▶ [What you should do] Reproduce exactly the lines beginning with the line that contains "the nose landing" and ending at the final line of the material below.
START Exercise input
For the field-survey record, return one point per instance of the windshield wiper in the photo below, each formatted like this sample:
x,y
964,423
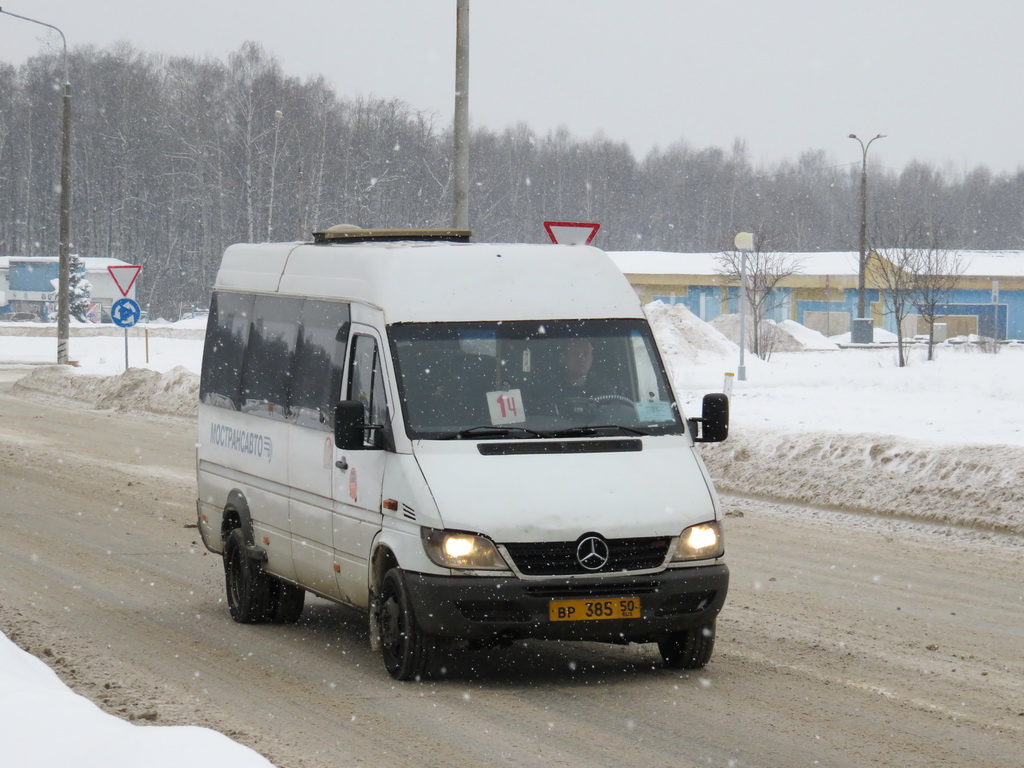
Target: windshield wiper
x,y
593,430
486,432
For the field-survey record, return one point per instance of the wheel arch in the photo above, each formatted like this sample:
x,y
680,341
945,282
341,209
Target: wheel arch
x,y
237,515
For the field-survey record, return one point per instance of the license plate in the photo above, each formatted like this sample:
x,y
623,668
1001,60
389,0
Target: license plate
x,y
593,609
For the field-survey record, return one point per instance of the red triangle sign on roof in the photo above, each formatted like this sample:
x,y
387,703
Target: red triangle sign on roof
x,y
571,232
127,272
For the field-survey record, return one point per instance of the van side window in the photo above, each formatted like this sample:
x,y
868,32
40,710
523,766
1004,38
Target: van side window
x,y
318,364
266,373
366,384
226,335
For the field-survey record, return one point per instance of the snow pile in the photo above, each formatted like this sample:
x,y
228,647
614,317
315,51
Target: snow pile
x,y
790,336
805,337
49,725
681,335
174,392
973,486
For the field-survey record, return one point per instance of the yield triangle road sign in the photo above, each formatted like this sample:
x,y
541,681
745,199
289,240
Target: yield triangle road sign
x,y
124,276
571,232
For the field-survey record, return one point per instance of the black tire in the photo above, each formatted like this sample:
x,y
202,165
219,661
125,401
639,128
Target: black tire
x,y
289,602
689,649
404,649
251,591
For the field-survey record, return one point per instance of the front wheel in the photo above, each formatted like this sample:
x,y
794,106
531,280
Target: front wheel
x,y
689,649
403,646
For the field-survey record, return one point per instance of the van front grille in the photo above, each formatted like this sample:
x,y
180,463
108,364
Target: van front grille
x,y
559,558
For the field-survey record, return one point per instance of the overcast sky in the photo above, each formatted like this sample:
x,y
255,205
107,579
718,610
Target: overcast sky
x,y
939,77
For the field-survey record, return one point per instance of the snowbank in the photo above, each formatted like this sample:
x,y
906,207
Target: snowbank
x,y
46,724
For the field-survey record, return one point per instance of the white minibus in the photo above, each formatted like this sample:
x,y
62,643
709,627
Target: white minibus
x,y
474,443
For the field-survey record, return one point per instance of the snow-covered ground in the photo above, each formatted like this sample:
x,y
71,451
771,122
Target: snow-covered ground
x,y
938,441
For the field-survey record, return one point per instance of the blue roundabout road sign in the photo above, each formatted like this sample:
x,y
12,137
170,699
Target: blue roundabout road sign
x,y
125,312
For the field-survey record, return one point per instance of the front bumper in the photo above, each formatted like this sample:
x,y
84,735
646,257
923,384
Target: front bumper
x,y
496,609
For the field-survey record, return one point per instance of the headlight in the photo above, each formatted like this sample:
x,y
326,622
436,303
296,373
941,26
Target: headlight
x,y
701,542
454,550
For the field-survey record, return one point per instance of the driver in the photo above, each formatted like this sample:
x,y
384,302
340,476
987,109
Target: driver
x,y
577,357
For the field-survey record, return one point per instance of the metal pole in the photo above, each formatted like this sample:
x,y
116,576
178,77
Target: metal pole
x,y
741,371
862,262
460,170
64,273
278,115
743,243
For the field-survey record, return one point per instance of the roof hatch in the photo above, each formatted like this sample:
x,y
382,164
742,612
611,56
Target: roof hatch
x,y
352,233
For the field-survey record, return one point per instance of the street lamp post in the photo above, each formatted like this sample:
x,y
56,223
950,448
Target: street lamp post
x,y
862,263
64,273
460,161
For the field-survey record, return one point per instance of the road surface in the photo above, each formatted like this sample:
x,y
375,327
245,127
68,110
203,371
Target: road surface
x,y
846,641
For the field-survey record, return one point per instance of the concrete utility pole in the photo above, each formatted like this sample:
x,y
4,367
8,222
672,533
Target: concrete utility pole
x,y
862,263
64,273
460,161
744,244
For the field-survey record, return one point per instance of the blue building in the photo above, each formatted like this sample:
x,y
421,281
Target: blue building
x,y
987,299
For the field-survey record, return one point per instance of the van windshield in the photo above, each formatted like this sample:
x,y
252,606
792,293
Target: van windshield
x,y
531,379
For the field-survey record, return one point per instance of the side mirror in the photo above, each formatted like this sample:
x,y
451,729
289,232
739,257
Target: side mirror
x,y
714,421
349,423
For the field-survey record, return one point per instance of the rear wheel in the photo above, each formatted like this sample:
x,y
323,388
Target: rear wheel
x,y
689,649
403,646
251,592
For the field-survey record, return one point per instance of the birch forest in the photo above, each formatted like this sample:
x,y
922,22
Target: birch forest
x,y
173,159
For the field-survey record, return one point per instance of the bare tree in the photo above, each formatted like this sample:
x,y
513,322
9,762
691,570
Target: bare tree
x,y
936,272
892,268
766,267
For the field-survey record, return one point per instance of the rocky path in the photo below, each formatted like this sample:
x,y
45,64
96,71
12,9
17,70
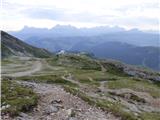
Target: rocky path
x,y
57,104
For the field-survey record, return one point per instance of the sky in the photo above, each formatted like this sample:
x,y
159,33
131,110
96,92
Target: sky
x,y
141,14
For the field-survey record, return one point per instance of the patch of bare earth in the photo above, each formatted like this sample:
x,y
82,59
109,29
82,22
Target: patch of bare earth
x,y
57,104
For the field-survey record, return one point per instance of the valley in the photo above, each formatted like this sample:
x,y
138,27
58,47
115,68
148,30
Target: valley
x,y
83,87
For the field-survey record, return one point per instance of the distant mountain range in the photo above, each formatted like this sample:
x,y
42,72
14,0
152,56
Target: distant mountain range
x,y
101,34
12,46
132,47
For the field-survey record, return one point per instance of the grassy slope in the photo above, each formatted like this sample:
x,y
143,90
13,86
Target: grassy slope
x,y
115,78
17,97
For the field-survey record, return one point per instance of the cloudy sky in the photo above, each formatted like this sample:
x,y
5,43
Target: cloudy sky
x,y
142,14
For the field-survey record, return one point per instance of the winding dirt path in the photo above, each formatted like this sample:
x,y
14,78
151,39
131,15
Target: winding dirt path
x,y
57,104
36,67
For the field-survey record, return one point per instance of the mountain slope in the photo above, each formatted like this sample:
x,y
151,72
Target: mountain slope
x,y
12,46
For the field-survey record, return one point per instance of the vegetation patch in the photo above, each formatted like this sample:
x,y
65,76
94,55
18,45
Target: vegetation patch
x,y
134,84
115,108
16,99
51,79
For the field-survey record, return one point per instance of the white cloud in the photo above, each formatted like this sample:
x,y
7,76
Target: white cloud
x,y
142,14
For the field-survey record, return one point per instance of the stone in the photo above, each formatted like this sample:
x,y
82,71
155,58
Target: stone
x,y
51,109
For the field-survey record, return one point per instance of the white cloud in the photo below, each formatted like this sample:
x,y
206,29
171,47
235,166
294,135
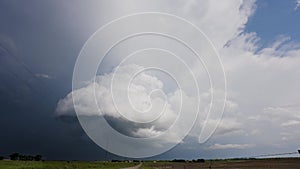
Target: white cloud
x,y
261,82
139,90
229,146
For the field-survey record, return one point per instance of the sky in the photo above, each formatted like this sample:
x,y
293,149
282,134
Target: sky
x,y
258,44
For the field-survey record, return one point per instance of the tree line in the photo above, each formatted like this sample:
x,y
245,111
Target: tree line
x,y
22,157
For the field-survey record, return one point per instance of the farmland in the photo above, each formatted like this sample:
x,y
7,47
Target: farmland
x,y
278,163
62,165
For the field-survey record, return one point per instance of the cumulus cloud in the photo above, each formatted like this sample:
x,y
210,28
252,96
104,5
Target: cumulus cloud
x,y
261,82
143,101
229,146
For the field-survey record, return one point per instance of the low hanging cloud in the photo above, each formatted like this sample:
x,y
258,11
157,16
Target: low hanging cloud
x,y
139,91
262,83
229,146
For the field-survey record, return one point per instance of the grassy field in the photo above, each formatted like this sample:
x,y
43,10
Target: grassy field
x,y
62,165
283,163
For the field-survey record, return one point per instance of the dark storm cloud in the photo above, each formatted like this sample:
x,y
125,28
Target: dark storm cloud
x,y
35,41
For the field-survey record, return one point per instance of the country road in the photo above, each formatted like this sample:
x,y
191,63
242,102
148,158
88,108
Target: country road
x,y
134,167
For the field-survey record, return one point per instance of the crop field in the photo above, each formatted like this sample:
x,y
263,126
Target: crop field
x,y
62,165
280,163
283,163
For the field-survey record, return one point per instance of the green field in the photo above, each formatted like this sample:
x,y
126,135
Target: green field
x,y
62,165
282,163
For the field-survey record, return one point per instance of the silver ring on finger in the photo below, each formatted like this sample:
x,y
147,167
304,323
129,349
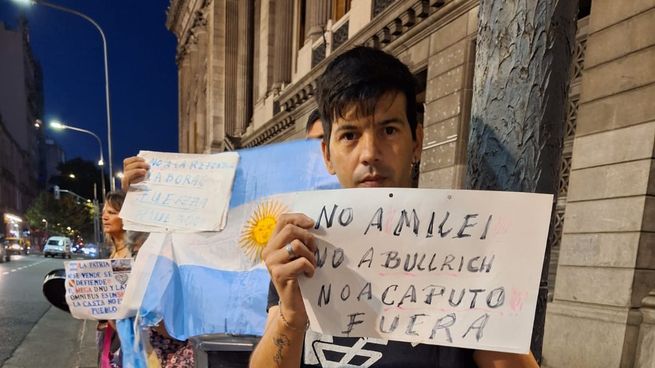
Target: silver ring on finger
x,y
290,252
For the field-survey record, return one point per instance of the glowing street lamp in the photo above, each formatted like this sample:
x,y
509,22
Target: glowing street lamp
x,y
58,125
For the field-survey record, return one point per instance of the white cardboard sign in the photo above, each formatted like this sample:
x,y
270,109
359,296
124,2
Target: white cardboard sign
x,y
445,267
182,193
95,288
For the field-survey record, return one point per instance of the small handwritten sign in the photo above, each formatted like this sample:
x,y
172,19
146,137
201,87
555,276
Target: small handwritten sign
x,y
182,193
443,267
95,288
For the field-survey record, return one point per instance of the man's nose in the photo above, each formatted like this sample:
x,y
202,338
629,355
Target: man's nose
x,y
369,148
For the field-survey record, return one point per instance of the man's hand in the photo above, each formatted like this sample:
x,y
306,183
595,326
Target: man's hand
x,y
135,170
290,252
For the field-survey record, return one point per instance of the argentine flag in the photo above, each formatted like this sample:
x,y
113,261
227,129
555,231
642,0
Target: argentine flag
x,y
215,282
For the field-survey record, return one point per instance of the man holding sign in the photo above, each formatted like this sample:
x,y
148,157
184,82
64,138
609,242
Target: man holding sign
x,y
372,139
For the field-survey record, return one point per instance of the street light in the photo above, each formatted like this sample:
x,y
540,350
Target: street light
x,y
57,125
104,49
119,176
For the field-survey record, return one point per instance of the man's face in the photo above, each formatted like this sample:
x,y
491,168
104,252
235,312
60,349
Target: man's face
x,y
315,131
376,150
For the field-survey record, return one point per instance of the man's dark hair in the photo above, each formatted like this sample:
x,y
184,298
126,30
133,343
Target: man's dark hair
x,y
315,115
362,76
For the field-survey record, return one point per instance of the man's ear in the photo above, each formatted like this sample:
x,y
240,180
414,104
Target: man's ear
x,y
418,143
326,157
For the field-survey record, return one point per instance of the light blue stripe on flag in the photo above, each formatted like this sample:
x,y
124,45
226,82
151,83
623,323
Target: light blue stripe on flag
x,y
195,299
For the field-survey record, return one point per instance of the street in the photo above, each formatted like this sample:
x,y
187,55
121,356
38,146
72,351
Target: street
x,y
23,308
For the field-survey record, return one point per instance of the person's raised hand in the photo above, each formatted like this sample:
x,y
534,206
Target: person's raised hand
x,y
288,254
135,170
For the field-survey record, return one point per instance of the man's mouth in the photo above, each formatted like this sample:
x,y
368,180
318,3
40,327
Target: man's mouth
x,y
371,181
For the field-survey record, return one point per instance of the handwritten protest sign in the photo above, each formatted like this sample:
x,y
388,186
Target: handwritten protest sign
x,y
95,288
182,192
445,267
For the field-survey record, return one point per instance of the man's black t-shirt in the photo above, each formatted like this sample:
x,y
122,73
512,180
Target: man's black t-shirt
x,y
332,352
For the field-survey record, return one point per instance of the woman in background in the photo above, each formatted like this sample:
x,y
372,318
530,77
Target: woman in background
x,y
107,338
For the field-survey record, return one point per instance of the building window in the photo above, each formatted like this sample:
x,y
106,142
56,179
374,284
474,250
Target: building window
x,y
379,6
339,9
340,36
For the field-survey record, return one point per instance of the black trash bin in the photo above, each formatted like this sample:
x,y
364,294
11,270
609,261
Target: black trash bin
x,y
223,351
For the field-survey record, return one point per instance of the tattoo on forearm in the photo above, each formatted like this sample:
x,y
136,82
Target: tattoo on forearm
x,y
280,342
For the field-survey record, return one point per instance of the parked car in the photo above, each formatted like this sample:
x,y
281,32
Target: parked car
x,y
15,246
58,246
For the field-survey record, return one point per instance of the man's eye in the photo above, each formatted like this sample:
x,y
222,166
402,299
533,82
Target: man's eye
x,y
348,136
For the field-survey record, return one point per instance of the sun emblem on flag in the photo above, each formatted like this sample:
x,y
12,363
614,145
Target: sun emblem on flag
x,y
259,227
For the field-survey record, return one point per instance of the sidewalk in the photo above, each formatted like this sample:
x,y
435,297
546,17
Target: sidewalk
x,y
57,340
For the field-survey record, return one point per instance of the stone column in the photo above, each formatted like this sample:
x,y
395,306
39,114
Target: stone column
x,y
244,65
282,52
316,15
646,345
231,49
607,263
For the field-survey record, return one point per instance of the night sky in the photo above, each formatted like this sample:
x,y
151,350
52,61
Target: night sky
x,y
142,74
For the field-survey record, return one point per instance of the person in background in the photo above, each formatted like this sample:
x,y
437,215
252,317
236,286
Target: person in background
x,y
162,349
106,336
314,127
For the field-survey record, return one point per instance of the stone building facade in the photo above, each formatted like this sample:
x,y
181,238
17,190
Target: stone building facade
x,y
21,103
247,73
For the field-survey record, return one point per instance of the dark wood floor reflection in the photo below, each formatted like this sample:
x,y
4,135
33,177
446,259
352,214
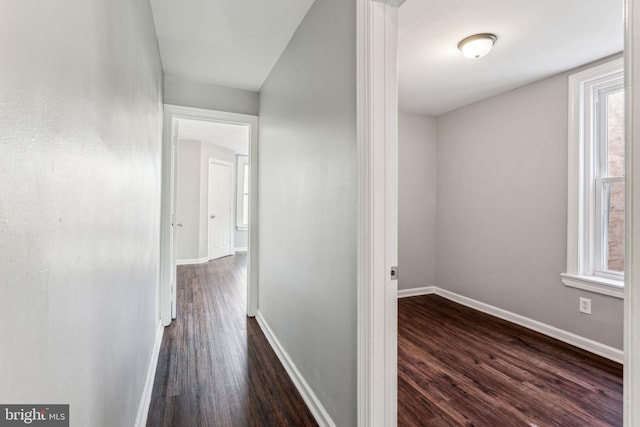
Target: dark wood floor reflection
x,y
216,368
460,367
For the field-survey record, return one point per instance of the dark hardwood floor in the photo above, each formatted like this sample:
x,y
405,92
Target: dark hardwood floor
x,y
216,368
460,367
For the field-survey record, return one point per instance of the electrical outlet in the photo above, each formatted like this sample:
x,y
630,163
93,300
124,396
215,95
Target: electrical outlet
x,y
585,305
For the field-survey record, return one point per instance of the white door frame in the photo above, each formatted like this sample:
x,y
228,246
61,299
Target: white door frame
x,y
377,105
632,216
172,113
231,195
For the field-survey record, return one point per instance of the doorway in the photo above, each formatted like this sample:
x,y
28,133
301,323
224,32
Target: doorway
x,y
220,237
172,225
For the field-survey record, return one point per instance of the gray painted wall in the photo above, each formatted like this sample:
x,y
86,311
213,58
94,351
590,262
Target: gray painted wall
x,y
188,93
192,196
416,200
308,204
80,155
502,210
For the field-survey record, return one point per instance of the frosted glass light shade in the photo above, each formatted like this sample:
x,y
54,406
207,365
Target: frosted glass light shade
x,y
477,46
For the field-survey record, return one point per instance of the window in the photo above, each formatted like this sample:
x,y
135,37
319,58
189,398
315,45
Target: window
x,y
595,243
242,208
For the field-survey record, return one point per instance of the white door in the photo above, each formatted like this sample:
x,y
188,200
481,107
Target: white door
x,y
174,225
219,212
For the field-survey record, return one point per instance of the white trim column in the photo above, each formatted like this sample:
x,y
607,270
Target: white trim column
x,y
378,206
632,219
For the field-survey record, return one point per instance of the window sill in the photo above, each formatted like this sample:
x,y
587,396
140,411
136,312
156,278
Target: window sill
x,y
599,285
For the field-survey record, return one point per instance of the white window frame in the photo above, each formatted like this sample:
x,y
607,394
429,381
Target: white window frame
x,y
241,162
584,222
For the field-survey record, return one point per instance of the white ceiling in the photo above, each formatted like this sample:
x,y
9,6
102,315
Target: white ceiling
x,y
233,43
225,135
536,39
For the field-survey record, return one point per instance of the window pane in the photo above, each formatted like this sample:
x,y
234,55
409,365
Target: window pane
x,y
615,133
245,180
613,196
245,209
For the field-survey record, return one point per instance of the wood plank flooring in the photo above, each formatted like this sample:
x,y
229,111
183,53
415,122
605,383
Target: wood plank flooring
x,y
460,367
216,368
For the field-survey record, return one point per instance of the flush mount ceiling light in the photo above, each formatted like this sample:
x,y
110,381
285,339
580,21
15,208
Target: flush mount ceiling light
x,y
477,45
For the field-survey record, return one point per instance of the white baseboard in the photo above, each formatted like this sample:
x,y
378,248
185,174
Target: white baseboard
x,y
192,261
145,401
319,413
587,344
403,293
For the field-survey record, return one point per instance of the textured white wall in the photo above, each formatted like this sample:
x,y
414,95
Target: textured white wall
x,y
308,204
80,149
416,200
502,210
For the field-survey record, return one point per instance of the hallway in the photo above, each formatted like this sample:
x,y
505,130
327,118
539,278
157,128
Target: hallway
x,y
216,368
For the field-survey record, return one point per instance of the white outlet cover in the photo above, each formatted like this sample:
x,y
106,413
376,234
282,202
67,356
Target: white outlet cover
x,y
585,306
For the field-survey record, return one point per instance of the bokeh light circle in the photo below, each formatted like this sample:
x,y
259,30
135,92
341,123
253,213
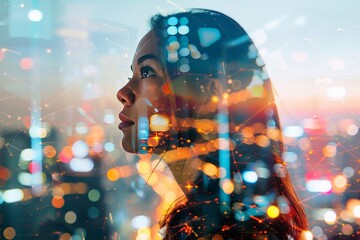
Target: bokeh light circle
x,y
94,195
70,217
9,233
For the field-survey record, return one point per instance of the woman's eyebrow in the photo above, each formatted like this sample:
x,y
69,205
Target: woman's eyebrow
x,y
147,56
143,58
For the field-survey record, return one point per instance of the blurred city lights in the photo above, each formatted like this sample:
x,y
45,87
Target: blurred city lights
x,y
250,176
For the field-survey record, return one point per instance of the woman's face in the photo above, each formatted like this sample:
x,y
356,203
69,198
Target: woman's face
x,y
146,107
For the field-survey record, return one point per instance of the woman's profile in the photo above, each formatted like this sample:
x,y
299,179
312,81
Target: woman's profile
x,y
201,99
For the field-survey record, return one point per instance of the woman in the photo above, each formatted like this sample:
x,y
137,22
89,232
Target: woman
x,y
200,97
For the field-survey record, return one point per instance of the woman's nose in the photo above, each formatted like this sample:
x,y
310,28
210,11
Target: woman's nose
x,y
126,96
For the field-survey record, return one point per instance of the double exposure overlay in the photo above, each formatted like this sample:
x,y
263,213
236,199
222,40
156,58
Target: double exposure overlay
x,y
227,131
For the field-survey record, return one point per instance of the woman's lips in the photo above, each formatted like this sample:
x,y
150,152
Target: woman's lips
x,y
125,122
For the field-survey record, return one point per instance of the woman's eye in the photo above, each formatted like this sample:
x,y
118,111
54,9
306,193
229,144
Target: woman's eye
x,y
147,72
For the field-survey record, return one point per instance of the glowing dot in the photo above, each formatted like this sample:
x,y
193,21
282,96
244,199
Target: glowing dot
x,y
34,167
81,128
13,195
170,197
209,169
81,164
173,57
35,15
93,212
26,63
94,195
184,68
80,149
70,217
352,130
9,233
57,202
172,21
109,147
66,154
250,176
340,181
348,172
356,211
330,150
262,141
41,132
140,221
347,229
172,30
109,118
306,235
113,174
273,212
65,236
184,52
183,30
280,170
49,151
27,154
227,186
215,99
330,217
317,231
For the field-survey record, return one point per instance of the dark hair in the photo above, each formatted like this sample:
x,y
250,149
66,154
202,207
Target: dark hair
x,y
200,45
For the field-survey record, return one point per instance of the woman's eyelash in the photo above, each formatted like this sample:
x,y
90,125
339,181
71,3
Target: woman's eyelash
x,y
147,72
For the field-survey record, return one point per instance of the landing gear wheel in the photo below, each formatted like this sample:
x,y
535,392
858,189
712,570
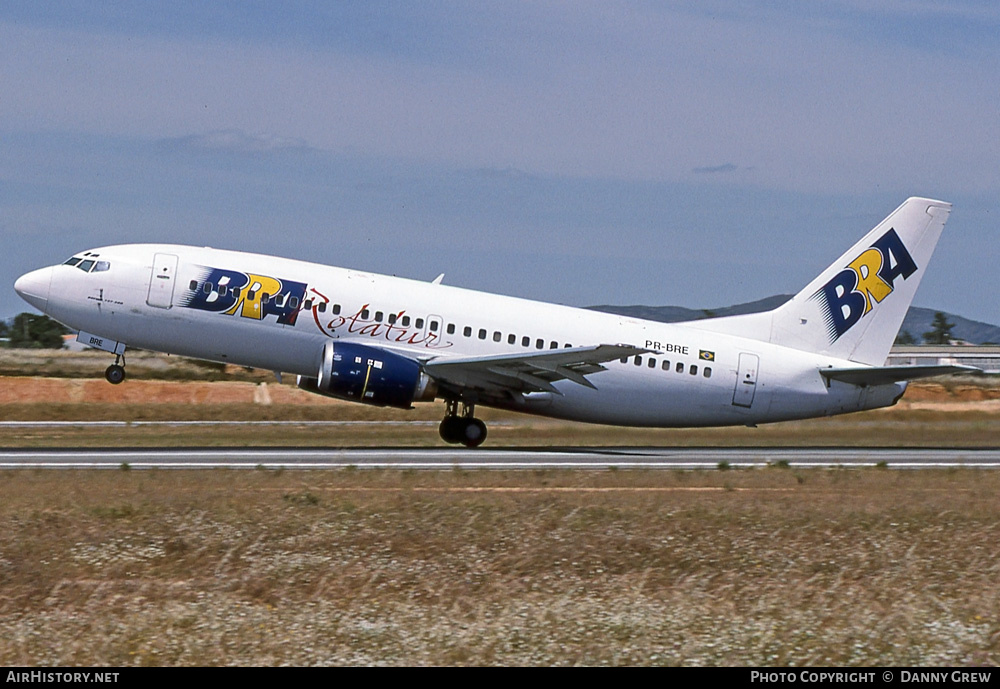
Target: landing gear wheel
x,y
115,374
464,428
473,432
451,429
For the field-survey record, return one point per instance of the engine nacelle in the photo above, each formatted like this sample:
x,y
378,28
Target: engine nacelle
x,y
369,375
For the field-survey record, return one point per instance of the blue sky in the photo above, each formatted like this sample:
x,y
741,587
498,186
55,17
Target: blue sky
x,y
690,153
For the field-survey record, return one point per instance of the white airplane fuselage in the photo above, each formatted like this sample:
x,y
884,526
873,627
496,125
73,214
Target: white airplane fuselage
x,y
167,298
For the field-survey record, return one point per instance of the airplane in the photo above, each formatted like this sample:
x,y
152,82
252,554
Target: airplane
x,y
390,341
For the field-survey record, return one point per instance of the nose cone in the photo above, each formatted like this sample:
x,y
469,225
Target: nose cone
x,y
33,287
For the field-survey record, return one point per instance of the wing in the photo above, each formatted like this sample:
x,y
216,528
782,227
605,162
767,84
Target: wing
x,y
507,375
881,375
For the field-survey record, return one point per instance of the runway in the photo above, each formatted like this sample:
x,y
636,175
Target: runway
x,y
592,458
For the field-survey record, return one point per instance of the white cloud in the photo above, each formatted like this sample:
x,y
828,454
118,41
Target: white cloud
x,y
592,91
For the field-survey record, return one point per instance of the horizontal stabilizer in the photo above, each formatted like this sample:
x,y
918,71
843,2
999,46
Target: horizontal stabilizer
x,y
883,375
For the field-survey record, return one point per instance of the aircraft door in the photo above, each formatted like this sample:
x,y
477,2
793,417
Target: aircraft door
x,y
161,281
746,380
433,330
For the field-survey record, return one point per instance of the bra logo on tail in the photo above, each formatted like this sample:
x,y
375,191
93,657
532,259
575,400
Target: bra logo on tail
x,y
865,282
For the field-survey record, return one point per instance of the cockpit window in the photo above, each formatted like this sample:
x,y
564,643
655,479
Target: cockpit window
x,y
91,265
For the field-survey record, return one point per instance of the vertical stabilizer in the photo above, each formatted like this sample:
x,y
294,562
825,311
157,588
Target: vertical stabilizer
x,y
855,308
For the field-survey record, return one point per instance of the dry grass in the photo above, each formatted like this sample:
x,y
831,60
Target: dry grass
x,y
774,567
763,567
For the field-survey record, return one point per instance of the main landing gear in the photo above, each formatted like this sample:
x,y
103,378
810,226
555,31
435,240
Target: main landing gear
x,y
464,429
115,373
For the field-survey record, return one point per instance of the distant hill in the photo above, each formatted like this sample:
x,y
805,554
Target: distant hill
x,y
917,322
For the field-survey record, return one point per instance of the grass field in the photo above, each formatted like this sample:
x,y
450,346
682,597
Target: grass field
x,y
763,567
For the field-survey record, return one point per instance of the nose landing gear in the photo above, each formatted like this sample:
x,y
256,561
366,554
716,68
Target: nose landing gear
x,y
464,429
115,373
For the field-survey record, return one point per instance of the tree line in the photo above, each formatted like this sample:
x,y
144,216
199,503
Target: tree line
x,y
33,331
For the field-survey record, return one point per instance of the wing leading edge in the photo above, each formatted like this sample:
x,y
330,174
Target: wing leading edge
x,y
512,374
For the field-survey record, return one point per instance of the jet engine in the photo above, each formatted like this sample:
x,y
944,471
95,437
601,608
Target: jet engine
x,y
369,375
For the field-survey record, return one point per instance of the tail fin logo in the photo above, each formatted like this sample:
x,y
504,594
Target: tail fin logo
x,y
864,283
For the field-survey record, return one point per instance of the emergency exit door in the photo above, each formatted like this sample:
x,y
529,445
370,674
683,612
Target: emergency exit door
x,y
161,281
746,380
END Exercise input
▶ [Full output]
For the field-survey record, return one point per instance of the nose landing gear in the photo above, each formatted like this sample:
x,y
256,561
366,554
716,68
Target: nose landing gear
x,y
464,429
115,373
For the field-survey record, return one point per instance of the tree line in the photo above, each formatted like this sample:
x,y
144,216
199,503
Target: tree line
x,y
33,331
For the field-survey record, return one point per instance of the wing leading edge in the photo above, each formatted like this sample:
x,y
330,174
Target: wing leading edge
x,y
512,374
For the field-survey record, return one point per instance of the jet engine in the photo above, each formatted like this sample:
x,y
944,471
95,437
601,608
Target: jet engine
x,y
369,375
For the field-survey record, return one point per instance of the tail fin logo in the photo above, each formatted like this sample:
x,y
504,594
Target: tail fin logo
x,y
864,283
For the field-survey record, return one point per instance of the emergency exit door in the photo above, each formatted like this sample:
x,y
529,445
370,674
683,612
Target: emergency exit door
x,y
161,281
746,380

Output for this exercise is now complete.